Excerpt from a dataset
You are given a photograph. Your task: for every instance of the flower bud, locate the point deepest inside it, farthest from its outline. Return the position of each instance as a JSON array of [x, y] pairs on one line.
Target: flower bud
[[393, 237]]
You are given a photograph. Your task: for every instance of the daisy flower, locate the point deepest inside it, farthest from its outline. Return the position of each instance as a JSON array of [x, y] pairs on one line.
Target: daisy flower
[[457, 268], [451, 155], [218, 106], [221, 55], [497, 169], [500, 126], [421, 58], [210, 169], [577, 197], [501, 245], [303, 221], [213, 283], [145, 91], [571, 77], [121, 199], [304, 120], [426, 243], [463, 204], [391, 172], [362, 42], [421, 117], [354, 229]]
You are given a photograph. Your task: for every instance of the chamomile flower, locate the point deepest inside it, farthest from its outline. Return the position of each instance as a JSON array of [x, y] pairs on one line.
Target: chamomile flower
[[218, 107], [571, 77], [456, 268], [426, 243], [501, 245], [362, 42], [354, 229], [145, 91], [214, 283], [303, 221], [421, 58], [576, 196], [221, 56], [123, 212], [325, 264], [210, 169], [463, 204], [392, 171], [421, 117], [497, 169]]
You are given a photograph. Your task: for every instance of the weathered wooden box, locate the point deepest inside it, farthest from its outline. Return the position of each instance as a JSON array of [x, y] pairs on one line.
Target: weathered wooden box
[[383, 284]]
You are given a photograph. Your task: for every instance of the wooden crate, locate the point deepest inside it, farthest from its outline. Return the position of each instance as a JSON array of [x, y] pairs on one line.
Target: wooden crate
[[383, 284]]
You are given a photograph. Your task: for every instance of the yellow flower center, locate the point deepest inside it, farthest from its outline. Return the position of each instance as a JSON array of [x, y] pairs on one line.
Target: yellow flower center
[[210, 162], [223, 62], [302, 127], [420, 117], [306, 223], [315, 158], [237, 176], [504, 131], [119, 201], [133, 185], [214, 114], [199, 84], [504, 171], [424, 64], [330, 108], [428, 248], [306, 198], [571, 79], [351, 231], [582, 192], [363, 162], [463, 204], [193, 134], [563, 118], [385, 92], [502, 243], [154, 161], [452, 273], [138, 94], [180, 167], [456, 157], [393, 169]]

* **Exercise goal**
Add 150 to every x and y coordinate in the answers, and reproduce in full all lines starting at the line containing "of the weathered" and ending at the end of the entries.

* **Exercise response**
You are given a photograph. Your task: for every instance of the weathered wooden box, locate the point deepest inside it, farthest from its outline. Return the position of each instance as a JSON array of [x, y] pairs on one line.
Target: weathered wooden box
[[533, 434]]
You are given a photograph. Your task: for every instance of the wooden crate, locate the point deepest inside it, farthest from its outline. Return the position of each instance as a JSON array of [x, y] pairs on one line.
Target: wooden crate
[[533, 434]]
You are given a photograph. Your task: for every instance of the yellow flower center, locate the point deepest inside it, farthest from its outline. Return the position of each instance as a JSON array of [x, y] pairs on one line.
Target: yellow flower center
[[360, 312], [373, 212], [452, 277], [570, 267], [456, 373], [465, 308], [387, 326], [654, 281], [269, 351], [283, 335], [364, 264], [349, 234], [654, 321], [574, 214], [480, 258], [578, 398], [456, 348], [721, 229], [501, 381], [732, 342], [513, 312], [613, 354], [343, 284], [713, 268], [535, 242], [652, 393], [304, 311], [602, 423], [288, 244], [330, 317], [606, 307], [543, 319]]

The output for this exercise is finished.